Report every line in the rows below that contains the string "opening", copying each such line in full. Case counts when matching.

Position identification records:
## BEGIN
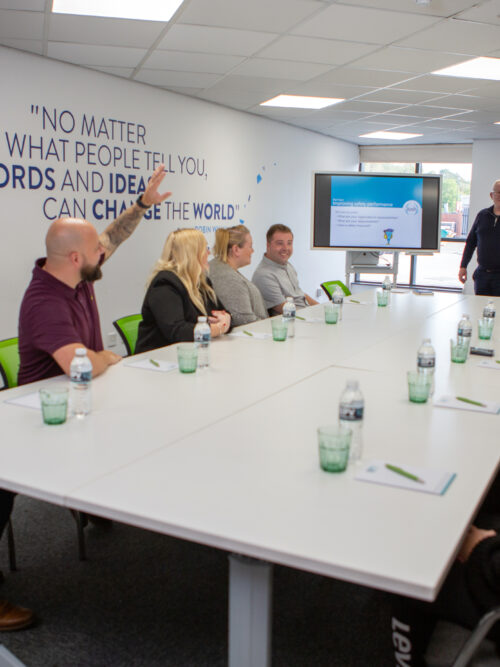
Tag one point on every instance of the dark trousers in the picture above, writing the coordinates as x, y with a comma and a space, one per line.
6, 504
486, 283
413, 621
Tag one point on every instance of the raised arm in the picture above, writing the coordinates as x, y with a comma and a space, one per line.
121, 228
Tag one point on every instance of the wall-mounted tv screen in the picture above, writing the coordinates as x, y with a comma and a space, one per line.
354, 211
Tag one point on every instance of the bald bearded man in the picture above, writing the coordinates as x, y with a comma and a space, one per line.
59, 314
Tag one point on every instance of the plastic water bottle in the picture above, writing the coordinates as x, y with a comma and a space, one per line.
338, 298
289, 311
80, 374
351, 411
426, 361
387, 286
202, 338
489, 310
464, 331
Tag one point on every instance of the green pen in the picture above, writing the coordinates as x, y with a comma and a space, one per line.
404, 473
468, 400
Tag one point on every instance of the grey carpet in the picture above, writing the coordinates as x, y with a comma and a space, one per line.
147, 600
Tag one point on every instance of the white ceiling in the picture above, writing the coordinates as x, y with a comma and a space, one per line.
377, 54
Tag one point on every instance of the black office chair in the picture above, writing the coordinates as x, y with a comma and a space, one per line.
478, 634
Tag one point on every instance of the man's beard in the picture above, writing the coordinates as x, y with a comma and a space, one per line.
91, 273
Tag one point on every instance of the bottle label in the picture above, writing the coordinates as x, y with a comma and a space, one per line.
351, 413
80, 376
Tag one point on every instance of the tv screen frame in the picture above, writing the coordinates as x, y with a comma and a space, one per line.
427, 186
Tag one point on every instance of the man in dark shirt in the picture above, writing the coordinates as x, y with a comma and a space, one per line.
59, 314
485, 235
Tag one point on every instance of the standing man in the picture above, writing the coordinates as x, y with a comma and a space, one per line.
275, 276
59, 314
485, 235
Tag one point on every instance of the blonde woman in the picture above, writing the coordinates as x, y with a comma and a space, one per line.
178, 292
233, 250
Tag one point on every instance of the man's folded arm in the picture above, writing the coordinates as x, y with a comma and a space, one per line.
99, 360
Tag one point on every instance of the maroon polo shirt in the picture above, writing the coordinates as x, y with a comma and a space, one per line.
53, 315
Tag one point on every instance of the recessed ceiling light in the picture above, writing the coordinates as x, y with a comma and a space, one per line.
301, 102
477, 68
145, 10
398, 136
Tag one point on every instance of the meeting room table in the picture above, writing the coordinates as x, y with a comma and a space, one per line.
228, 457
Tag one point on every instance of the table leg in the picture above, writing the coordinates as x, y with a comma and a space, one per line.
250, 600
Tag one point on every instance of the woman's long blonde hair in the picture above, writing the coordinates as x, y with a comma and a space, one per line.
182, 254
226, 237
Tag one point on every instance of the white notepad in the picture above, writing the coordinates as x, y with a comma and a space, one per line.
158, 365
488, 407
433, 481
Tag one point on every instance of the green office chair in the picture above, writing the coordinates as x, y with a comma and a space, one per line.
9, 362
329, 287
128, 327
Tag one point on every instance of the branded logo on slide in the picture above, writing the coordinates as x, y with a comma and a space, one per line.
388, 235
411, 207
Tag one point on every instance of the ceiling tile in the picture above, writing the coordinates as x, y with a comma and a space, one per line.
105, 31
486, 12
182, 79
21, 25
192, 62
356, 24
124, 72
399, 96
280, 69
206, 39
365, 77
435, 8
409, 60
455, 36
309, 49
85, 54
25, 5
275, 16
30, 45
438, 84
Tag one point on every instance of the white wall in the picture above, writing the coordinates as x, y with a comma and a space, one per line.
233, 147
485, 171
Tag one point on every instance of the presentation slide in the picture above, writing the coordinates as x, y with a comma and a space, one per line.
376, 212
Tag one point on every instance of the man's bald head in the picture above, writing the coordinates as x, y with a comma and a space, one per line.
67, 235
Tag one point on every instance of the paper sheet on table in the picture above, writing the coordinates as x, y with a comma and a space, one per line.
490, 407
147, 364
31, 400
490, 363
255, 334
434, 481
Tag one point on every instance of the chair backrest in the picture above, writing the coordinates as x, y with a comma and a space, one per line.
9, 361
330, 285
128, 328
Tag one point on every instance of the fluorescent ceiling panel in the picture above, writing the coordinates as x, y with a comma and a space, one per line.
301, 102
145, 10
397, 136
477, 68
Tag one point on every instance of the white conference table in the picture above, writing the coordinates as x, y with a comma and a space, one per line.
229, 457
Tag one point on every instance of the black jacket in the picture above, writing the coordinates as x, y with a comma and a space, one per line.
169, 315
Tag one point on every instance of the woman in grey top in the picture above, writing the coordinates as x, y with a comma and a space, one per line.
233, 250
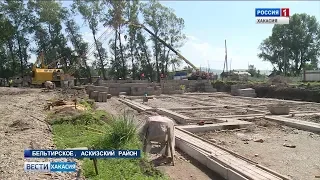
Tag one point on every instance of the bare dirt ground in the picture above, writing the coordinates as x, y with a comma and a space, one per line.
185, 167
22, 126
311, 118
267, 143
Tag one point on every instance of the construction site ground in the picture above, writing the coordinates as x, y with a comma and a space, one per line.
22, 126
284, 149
## END
## BEGIN
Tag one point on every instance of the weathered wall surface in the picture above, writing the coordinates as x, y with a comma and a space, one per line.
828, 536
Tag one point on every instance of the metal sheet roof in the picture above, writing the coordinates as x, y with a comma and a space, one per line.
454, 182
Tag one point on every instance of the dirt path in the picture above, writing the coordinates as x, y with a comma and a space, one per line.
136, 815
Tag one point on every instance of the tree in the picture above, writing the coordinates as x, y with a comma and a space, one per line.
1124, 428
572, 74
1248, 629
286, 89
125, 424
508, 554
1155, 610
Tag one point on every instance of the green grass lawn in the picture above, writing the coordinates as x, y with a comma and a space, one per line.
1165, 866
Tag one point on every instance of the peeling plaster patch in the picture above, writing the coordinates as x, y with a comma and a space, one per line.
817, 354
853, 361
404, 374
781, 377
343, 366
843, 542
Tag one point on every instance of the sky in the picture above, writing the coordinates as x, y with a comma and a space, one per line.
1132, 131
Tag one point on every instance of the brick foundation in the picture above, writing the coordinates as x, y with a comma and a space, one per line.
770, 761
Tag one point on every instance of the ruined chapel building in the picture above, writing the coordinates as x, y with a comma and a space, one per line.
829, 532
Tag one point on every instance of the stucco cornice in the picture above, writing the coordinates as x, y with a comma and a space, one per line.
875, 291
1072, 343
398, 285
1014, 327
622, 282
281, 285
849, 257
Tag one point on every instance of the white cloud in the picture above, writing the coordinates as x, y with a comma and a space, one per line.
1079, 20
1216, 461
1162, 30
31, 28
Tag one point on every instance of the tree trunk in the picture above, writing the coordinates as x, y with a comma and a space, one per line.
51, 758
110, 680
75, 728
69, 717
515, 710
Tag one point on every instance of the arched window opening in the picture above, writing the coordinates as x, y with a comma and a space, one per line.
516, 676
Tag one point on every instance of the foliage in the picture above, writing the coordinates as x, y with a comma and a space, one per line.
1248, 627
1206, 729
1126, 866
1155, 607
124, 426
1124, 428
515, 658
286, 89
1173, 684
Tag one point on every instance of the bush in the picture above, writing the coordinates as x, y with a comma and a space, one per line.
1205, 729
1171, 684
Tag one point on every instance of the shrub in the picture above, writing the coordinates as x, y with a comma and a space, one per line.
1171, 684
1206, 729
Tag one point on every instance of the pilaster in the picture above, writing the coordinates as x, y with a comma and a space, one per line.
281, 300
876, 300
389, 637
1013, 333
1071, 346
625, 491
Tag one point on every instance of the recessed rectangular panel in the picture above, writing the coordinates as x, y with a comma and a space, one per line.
## END
## BEGIN
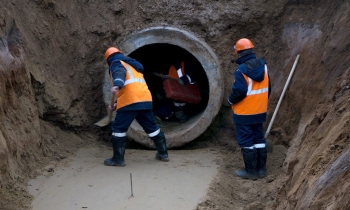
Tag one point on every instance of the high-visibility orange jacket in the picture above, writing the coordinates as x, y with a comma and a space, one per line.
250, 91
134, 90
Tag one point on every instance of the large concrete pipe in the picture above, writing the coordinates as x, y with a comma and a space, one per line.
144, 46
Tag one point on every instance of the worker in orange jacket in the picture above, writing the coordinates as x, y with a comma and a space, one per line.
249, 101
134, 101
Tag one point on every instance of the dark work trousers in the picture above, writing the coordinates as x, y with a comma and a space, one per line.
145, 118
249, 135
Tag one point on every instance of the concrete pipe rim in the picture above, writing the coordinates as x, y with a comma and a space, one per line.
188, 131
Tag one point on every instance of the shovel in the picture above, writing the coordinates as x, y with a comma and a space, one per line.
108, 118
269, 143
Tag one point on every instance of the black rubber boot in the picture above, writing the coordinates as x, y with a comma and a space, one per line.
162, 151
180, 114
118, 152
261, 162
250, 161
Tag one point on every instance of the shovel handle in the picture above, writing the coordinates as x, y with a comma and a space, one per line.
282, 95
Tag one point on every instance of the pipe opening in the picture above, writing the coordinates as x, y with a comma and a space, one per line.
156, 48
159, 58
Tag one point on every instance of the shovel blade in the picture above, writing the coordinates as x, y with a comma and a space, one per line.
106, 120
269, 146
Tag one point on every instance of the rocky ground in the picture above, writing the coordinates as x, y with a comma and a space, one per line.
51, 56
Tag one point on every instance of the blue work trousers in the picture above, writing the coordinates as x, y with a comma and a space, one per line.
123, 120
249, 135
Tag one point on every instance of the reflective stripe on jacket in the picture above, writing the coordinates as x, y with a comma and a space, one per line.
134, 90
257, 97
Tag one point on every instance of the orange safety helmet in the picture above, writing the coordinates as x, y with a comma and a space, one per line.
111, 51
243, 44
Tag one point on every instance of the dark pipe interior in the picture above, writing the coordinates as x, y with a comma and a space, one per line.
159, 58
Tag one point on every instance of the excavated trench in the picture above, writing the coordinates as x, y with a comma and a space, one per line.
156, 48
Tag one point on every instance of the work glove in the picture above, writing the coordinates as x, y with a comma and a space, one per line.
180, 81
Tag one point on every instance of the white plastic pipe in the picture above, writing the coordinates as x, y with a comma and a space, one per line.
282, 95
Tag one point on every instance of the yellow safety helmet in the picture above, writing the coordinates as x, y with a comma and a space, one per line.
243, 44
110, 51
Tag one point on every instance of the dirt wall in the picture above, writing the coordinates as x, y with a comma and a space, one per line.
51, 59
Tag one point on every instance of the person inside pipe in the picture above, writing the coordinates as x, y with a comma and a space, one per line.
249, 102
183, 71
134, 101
## END
### Final answer
Tag one point on every instance of the arched window opening in the picture above, writing the coordinates as x, y with a comma and a space, one per line.
Tag one point on every instance of the pipe opening in the picture above, writing the coordinates as x, y with a comma and a space, one per line.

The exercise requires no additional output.